Extracted information:
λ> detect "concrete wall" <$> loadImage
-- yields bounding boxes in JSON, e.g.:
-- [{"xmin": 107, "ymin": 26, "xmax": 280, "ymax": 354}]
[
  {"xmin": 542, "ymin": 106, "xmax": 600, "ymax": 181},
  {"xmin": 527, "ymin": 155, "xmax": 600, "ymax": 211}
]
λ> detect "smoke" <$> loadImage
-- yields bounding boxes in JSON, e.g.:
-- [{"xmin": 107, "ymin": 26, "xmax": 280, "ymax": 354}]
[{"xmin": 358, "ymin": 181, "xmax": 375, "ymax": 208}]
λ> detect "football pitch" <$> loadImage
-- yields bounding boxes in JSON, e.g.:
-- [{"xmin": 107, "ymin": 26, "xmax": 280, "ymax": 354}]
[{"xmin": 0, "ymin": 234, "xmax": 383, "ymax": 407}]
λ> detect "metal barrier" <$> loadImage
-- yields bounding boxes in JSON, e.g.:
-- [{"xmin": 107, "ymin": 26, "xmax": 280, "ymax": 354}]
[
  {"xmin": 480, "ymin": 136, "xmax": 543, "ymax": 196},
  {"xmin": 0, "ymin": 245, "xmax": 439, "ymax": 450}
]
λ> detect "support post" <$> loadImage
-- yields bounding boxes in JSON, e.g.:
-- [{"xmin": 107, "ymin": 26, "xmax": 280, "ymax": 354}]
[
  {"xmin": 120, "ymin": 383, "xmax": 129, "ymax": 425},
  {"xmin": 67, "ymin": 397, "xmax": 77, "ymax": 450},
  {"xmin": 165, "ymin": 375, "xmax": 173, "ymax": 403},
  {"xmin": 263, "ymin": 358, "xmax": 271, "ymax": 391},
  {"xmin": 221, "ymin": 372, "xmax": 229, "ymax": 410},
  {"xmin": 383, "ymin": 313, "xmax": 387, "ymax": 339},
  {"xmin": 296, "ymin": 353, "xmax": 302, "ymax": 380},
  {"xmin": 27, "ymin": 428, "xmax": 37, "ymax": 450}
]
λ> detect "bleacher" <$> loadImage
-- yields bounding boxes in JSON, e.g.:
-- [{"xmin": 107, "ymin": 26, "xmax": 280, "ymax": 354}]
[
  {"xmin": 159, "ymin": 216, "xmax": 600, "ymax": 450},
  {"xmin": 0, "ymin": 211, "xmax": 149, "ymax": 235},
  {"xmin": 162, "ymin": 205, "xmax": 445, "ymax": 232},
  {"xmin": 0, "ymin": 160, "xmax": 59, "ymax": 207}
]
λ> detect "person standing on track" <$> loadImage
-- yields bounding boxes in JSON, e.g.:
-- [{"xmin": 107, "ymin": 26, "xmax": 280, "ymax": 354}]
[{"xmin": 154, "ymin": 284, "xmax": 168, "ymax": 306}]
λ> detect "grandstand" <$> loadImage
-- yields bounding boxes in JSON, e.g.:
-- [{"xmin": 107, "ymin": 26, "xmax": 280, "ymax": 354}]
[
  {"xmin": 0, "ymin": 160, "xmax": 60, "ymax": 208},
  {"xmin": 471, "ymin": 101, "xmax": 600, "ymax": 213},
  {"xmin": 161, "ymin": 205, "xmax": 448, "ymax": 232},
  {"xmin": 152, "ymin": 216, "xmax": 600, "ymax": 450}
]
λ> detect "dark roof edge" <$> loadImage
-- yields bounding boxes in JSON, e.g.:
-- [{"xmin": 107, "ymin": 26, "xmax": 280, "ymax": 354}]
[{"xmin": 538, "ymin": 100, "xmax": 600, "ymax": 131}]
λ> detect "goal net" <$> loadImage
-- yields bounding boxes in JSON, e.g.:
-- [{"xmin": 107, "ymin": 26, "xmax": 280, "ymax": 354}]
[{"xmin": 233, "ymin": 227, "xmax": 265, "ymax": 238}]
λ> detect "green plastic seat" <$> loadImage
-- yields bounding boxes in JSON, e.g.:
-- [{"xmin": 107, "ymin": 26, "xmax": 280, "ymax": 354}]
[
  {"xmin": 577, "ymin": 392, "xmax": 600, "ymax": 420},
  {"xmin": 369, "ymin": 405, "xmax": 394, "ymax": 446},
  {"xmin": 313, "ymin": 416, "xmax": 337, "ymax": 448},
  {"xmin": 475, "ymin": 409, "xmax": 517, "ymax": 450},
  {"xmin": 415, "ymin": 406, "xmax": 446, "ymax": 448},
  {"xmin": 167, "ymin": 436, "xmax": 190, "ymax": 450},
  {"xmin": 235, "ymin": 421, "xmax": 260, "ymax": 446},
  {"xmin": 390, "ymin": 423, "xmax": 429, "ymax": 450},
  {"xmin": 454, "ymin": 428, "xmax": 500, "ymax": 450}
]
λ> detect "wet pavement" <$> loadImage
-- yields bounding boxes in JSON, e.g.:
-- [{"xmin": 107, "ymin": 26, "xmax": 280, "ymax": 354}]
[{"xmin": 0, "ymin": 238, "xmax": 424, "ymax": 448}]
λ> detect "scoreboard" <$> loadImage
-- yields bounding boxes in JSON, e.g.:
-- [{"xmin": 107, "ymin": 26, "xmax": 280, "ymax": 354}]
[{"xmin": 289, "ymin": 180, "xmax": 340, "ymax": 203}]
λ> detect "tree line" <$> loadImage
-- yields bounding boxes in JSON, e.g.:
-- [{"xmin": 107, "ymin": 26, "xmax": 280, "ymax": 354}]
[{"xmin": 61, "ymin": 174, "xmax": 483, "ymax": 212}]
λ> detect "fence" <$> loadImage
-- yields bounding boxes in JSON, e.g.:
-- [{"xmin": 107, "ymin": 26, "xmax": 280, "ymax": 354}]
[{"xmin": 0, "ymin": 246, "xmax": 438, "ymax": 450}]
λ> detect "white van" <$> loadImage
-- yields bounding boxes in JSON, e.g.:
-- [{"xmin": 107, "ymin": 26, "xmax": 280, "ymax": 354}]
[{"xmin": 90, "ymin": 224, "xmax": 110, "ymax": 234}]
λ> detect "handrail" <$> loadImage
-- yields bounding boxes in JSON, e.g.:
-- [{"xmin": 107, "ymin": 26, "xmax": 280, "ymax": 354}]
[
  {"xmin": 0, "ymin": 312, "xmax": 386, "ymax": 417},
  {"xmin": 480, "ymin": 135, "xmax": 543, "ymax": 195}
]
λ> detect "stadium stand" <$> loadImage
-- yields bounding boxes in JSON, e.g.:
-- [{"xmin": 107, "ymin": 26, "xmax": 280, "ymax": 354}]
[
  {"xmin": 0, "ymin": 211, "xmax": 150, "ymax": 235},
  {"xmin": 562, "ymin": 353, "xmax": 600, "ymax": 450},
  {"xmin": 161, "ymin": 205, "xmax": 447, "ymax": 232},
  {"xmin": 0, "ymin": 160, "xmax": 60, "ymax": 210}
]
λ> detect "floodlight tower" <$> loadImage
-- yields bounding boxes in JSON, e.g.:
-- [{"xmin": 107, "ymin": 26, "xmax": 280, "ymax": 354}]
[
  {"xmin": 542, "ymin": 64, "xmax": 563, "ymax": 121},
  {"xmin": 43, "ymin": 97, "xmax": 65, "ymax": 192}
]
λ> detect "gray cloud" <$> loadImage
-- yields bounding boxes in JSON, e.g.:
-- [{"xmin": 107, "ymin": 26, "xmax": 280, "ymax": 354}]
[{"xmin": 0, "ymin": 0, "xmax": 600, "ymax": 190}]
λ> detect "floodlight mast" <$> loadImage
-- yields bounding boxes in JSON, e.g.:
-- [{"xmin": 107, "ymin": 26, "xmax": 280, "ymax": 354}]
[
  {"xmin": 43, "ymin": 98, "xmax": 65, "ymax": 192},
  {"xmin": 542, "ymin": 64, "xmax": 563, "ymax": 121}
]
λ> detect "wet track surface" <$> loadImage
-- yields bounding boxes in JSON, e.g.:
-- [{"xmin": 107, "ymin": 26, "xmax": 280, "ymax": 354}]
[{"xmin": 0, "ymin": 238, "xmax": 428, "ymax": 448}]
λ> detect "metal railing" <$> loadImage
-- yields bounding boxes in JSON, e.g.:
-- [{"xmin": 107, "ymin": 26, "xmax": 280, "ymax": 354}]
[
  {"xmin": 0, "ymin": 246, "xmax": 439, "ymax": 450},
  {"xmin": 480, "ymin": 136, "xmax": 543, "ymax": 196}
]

Given task: Pull out every line of the listing above that contains the string "metal", and copy each one in full. Case counts.

Worked solution:
λ> detect "metal barrier" <$> loadImage
λ> detect "metal railing" <$> loadImage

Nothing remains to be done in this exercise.